What to do:
Copy the material verbatim, starting at its beginning and ending at the line containing "POLYGON ((326 112, 316", with that line included. Leave the pictures out of your answer.
[start of Data lines]
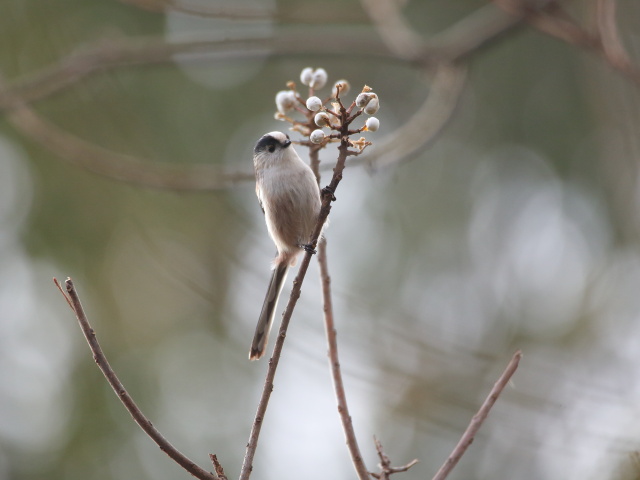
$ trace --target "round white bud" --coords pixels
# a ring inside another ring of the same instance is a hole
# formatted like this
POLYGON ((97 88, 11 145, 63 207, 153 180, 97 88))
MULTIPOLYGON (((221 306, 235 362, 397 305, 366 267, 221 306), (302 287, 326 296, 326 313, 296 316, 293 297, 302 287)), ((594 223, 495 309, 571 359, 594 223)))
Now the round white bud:
POLYGON ((324 132, 320 129, 314 130, 313 132, 311 132, 311 135, 309 135, 309 140, 311 140, 311 143, 322 143, 322 141, 324 140, 324 132))
POLYGON ((317 112, 322 108, 322 100, 315 96, 307 98, 307 108, 312 112, 317 112))
POLYGON ((380 102, 378 101, 378 97, 376 96, 375 98, 372 98, 369 103, 367 103, 366 107, 364 107, 364 113, 366 113, 367 115, 373 115, 378 111, 379 108, 380 102))
POLYGON ((326 112, 316 113, 313 121, 319 127, 328 127, 331 124, 331 120, 329 119, 329 114, 326 112))
POLYGON ((311 78, 311 83, 309 86, 314 90, 320 90, 327 83, 327 71, 324 68, 318 68, 315 72, 313 72, 313 76, 311 78))
POLYGON ((296 104, 296 94, 292 90, 281 90, 276 94, 276 107, 280 113, 293 110, 296 104))
POLYGON ((380 120, 378 120, 376 117, 369 117, 367 118, 365 126, 370 132, 375 132, 376 130, 378 130, 378 128, 380 128, 380 120))
POLYGON ((373 98, 373 94, 362 92, 356 97, 356 107, 366 107, 367 103, 373 98))
POLYGON ((300 72, 300 81, 308 87, 311 84, 311 80, 313 80, 313 68, 303 68, 302 72, 300 72))
POLYGON ((338 80, 333 84, 332 95, 334 97, 338 94, 338 85, 340 85, 340 95, 344 95, 351 89, 351 85, 349 85, 349 82, 347 80, 338 80))

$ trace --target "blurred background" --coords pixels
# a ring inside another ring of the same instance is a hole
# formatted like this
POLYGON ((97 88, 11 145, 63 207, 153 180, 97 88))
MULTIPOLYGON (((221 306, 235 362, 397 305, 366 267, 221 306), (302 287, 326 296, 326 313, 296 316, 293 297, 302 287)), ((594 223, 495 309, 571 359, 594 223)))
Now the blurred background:
MULTIPOLYGON (((592 28, 596 3, 567 8, 592 28)), ((204 468, 216 453, 238 475, 267 366, 247 353, 274 253, 251 153, 263 133, 287 128, 274 97, 306 66, 324 67, 330 85, 346 78, 378 93, 381 128, 366 135, 367 154, 407 129, 418 137, 396 141, 410 151, 402 162, 391 149, 383 166, 364 157, 347 169, 327 231, 343 374, 369 468, 376 434, 394 463, 420 460, 403 478, 431 478, 521 349, 450 478, 640 478, 638 84, 520 24, 469 49, 459 96, 444 82, 451 118, 410 120, 441 92, 435 63, 407 61, 402 41, 415 38, 403 34, 429 42, 450 32, 456 44, 475 34, 459 22, 508 17, 480 0, 410 0, 405 24, 385 30, 371 19, 376 5, 385 2, 246 1, 220 18, 218 5, 195 0, 0 0, 3 84, 29 101, 0 102, 0 478, 190 478, 119 403, 54 276, 74 279, 154 425, 204 468), (251 54, 233 44, 247 39, 251 54), (211 41, 232 47, 221 54, 211 41), (173 42, 204 43, 166 58, 78 56, 141 44, 166 54, 173 42), (102 62, 113 65, 91 70, 102 62), (142 171, 204 165, 248 180, 159 188, 126 169, 109 175, 118 155, 142 171)), ((640 60, 640 4, 617 6, 622 41, 640 60)), ((323 152, 323 164, 334 159, 323 152)), ((355 478, 326 350, 313 262, 254 478, 355 478)))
[end of Data lines]
Result below:
$ trace --target "round white bud" --coords pixels
# a ring inside another ring of the same instance is a hole
# formatted like this
POLYGON ((97 88, 11 145, 63 207, 153 180, 97 88))
MULTIPOLYGON (((221 306, 235 362, 397 305, 366 267, 221 306), (302 287, 326 296, 326 313, 296 316, 293 297, 302 287)), ((594 223, 495 309, 571 359, 594 223)))
Now the round white bud:
POLYGON ((324 132, 320 129, 314 130, 313 132, 311 132, 311 135, 309 135, 309 140, 311 140, 311 143, 322 143, 322 141, 324 140, 324 132))
POLYGON ((317 112, 322 108, 322 100, 315 96, 307 98, 307 108, 312 112, 317 112))
POLYGON ((380 102, 378 101, 378 97, 376 96, 375 98, 372 98, 369 103, 367 103, 366 107, 364 107, 364 113, 366 113, 367 115, 373 115, 378 111, 379 108, 380 102))
POLYGON ((326 112, 316 113, 313 121, 319 127, 328 127, 331 124, 331 120, 329 119, 329 114, 326 112))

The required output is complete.